## TO BE DONE
Transcribe, exactly as they appear, only the lines from the one holding "point: undermount sink" through the end of the entries below.

Start of DATASET CONTENT

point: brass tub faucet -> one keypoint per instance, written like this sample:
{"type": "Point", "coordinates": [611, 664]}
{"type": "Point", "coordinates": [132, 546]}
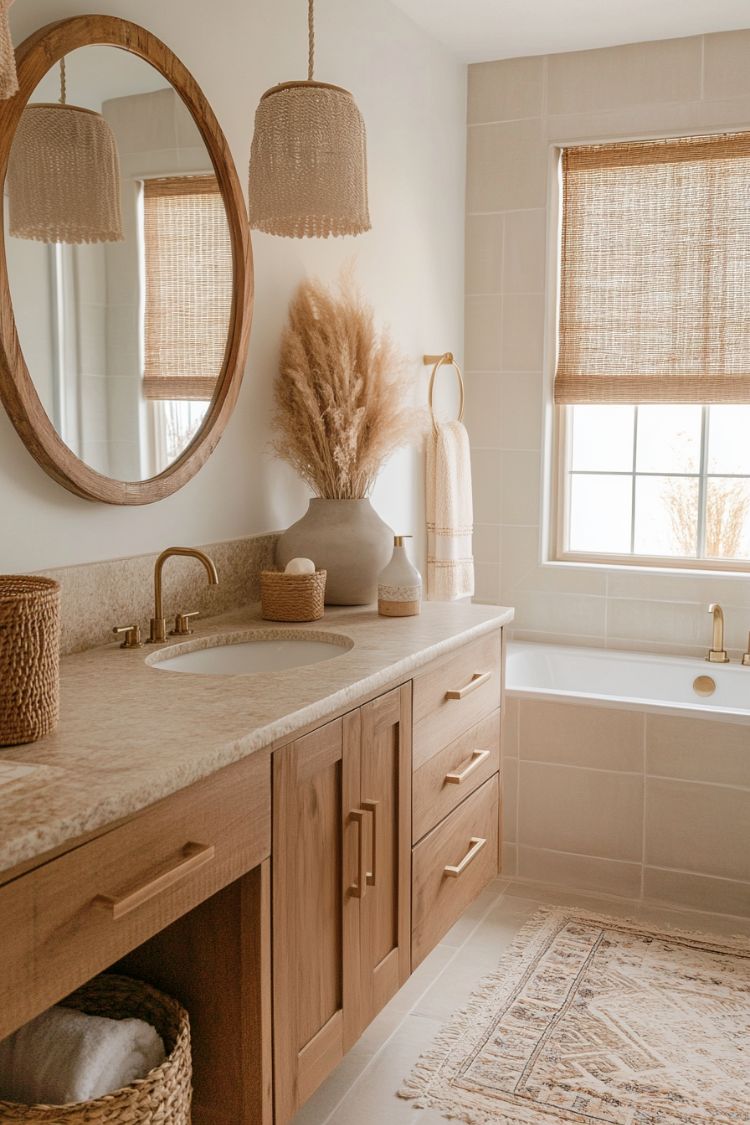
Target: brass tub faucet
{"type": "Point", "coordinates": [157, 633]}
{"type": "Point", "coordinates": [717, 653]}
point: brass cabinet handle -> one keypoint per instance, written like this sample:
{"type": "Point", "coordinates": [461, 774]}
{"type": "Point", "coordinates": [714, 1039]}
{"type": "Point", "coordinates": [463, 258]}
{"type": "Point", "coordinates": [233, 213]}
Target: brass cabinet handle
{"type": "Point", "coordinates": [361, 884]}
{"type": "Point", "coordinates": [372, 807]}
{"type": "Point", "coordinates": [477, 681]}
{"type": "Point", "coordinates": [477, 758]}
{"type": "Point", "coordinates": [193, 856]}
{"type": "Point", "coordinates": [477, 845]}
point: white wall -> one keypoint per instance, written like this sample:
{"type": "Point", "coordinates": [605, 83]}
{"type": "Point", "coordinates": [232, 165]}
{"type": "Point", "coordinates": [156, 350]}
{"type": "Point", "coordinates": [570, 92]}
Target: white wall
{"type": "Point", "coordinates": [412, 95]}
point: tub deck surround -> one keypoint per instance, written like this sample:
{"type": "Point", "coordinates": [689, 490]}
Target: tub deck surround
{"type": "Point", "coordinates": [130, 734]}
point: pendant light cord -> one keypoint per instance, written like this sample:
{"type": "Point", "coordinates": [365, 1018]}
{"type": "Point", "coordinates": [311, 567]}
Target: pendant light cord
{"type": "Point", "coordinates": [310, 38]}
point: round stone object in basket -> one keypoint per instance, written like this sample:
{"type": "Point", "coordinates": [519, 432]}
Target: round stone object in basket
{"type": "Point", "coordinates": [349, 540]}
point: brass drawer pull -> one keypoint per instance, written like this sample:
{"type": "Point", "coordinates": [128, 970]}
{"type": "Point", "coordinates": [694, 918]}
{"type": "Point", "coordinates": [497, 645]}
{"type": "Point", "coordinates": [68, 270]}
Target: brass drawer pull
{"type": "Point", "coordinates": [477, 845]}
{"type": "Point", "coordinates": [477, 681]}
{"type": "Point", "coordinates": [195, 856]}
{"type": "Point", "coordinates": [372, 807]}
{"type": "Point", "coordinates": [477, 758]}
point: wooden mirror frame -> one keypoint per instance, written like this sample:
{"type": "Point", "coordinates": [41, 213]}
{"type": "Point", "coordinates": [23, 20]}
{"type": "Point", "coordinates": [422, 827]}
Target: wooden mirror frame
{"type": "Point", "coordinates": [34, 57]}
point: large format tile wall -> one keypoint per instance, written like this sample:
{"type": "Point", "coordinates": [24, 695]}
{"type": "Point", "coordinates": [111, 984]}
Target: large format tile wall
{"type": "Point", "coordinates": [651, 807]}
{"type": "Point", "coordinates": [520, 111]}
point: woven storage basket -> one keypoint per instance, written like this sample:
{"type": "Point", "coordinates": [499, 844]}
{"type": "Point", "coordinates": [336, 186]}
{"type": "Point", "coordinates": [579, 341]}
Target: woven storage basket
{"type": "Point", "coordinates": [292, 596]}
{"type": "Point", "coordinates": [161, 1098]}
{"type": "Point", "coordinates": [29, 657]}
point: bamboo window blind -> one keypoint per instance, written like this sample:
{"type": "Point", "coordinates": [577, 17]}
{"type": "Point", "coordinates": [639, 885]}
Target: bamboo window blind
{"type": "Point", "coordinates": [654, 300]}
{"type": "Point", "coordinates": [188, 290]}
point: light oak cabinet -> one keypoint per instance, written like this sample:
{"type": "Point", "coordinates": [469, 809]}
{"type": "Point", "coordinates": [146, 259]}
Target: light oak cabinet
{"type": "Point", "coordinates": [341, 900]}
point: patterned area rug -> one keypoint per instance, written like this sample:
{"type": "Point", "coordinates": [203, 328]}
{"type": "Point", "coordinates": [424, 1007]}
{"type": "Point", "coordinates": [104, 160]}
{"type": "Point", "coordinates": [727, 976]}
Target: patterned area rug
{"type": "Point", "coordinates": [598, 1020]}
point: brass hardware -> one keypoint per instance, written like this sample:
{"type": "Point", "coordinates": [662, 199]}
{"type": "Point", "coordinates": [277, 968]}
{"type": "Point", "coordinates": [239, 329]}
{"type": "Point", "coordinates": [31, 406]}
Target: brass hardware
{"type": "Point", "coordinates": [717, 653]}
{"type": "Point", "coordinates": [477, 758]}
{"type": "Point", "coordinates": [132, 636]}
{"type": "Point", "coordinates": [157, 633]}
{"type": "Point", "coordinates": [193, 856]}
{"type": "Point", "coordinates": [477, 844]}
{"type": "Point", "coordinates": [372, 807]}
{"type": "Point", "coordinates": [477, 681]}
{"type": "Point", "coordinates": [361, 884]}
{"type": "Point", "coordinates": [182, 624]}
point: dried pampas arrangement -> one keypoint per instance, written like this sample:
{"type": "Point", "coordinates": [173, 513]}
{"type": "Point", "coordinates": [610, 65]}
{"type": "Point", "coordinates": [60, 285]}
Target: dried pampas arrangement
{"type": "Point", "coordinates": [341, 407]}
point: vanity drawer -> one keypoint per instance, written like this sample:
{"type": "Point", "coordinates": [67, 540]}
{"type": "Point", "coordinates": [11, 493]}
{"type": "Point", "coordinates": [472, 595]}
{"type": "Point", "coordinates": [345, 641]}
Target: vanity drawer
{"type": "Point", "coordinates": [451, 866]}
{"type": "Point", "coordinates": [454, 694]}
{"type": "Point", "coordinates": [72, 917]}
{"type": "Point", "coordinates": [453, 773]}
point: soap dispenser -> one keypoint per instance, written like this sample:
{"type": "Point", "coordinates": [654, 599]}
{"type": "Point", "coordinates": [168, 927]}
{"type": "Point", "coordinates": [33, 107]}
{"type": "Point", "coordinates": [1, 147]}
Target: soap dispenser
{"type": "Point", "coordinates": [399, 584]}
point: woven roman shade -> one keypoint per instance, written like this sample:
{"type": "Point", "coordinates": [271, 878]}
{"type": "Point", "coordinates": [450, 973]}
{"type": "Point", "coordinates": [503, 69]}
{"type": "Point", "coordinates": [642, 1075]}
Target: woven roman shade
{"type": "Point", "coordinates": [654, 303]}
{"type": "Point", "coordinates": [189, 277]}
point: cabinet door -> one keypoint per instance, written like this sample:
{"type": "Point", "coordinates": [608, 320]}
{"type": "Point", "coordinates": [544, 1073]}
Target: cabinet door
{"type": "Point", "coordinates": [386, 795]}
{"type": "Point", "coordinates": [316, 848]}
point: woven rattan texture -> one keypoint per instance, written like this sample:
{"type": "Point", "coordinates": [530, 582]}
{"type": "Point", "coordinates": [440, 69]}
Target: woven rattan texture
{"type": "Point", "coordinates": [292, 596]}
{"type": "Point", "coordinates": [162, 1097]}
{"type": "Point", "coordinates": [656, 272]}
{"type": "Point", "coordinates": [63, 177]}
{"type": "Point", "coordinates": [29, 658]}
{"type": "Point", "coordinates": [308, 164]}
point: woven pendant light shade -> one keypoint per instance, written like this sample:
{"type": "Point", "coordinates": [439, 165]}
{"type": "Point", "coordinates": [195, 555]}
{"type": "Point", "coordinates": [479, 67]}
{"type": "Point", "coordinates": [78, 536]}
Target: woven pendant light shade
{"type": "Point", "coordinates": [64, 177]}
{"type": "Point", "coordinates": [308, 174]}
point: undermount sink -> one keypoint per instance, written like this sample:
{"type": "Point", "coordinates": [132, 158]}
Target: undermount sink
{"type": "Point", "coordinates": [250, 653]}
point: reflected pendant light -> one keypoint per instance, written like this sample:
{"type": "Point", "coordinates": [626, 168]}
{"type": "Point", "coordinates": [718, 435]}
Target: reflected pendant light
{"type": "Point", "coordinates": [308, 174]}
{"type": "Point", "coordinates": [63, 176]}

End of DATASET CONTENT

## RESULT OF THIS EXERCISE
point: undermount sink -> one keypoint per instance, written like this sample:
{"type": "Point", "coordinates": [132, 158]}
Target: undermount sink
{"type": "Point", "coordinates": [250, 653]}
point: reflected pendant light -> one keypoint per instance, written like this sample:
{"type": "Point", "coordinates": [626, 168]}
{"type": "Point", "coordinates": [718, 435]}
Target: reflected pendant light
{"type": "Point", "coordinates": [308, 174]}
{"type": "Point", "coordinates": [63, 176]}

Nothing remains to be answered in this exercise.